§ **PROBLEM DETAILS**:
Each line that has the string "sconce" must be copied from the records below.

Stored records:
☆ ☆ ☆ ☆ ☆
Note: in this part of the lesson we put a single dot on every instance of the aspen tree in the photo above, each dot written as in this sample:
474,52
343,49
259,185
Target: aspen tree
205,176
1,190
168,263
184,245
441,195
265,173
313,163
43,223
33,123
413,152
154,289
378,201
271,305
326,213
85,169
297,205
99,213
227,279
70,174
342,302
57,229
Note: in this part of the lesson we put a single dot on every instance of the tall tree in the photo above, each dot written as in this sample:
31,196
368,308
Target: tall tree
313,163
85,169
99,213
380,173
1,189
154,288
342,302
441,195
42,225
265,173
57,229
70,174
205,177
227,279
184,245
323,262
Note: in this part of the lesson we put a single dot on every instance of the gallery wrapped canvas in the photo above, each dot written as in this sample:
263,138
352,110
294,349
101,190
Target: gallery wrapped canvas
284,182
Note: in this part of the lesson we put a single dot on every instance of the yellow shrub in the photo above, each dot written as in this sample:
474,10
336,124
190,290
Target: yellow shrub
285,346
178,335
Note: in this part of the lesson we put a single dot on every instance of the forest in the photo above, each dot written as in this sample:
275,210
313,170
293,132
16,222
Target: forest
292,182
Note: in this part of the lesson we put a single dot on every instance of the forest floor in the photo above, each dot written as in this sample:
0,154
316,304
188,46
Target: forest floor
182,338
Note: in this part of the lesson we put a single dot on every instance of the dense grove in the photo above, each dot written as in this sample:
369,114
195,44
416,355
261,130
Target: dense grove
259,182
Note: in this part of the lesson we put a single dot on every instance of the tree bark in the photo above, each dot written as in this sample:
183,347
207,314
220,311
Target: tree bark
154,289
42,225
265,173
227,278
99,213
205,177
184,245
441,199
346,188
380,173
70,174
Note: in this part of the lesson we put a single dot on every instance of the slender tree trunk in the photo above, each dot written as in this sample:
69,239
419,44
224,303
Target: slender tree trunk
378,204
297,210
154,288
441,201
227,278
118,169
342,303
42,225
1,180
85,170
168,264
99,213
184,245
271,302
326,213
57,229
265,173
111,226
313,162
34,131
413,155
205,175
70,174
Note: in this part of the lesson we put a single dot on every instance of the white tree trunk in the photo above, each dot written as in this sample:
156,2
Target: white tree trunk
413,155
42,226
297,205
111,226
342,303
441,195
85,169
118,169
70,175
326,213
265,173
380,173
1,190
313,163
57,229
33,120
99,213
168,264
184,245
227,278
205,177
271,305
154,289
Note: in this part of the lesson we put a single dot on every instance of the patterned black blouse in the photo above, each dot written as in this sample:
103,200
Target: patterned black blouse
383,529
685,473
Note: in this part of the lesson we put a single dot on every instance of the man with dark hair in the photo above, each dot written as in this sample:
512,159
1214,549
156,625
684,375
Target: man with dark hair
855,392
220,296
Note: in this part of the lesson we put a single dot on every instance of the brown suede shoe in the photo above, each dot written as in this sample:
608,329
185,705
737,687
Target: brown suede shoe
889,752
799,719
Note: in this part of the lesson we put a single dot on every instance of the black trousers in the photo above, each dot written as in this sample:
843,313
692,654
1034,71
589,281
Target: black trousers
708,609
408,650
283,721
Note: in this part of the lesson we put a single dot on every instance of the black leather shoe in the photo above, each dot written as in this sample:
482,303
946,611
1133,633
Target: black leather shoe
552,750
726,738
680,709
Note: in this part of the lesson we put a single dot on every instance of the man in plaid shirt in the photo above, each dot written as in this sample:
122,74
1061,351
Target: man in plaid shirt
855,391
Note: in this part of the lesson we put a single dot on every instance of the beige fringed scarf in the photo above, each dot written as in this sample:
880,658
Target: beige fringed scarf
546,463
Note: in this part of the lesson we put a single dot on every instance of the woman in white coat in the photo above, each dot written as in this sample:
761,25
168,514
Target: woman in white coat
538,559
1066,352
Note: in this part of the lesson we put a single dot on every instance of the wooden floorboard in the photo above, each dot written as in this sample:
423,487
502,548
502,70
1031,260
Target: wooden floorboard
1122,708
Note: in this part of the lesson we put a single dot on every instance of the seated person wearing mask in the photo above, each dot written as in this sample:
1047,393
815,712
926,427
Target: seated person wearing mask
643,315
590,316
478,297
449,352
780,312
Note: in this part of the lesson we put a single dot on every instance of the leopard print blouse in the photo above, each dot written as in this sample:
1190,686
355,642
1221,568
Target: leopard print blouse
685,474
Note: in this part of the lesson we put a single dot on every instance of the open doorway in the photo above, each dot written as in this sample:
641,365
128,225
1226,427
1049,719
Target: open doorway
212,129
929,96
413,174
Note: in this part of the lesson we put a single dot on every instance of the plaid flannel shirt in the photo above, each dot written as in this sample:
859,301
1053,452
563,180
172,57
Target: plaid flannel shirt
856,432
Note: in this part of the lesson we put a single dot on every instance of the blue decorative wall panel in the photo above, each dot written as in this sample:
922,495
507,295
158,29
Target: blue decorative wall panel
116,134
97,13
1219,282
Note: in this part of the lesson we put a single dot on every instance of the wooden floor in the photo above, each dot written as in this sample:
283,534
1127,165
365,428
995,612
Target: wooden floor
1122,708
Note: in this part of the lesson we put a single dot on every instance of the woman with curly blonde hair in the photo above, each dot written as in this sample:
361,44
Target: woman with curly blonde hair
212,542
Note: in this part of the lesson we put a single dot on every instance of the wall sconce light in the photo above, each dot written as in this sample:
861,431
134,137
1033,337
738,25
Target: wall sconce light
☆ ☆ ☆ ☆ ☆
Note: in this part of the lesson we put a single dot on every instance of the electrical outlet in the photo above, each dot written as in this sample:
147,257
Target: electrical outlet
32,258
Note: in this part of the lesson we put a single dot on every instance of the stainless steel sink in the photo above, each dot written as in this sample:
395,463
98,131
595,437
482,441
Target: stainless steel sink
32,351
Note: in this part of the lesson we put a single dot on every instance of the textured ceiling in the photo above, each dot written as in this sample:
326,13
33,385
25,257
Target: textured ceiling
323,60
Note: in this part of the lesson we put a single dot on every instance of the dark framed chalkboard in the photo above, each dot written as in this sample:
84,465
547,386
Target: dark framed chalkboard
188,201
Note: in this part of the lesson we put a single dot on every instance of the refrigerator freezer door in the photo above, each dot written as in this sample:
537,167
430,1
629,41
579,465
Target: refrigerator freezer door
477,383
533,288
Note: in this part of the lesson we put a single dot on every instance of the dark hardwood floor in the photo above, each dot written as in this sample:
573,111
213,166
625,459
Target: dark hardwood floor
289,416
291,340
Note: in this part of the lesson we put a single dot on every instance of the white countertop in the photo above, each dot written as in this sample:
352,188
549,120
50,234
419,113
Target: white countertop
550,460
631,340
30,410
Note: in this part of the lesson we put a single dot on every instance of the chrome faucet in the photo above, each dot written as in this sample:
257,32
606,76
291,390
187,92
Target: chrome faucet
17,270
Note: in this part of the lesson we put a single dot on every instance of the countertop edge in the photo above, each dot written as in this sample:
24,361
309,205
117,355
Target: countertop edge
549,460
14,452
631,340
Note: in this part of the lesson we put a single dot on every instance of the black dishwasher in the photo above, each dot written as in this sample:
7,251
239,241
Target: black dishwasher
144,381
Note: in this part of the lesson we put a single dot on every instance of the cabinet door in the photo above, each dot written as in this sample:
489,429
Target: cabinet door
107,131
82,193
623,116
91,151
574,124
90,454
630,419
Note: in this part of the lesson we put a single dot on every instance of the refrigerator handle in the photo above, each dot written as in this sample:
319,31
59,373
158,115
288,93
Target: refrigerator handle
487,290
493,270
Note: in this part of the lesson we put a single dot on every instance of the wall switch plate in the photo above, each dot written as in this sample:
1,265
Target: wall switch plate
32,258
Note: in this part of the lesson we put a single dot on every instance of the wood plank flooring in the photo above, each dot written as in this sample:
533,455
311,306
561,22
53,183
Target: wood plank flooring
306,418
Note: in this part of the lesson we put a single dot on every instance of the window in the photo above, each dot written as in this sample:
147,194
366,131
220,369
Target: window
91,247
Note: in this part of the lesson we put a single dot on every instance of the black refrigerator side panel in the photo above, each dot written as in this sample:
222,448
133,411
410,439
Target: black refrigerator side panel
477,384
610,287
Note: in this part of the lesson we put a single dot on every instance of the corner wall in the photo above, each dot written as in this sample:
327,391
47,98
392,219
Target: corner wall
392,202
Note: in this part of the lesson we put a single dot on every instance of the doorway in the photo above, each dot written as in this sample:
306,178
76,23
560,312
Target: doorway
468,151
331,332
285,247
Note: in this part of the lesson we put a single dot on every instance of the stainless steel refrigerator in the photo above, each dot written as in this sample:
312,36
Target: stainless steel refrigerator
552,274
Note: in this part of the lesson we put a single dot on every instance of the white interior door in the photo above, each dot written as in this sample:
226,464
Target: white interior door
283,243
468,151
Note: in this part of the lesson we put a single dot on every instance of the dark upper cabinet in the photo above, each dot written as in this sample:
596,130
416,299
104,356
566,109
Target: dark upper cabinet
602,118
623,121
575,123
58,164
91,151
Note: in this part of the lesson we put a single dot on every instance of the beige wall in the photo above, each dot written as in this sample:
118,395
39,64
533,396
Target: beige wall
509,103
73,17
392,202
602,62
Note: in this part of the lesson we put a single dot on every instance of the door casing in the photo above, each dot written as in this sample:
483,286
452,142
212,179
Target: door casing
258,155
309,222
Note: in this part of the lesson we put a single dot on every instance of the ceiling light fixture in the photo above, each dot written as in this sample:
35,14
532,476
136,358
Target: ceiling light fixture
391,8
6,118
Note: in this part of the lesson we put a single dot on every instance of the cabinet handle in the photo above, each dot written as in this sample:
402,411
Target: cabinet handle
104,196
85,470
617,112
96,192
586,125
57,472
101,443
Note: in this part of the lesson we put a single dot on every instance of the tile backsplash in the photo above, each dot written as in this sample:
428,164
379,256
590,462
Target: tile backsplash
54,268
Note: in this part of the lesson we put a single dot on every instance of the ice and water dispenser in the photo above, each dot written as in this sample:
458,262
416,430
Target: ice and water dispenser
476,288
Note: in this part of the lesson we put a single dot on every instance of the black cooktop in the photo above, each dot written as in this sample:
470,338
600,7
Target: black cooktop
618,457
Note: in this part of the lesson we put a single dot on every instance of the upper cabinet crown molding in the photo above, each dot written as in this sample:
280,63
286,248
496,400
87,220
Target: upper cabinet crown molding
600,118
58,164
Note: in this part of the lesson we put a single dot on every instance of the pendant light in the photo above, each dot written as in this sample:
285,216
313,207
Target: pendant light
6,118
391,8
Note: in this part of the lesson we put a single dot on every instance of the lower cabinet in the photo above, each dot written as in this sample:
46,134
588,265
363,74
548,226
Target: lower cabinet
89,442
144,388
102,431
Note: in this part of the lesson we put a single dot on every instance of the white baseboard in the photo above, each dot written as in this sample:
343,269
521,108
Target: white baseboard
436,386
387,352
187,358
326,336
☆ ☆ ☆ ☆ ☆
§ **SOLUTION FOR THIS EXERCISE**:
Note: in this part of the lesson we put a single dot on every instance of the wall sconce light in the photo above, each dot written as in this sample:
Target: wall sconce light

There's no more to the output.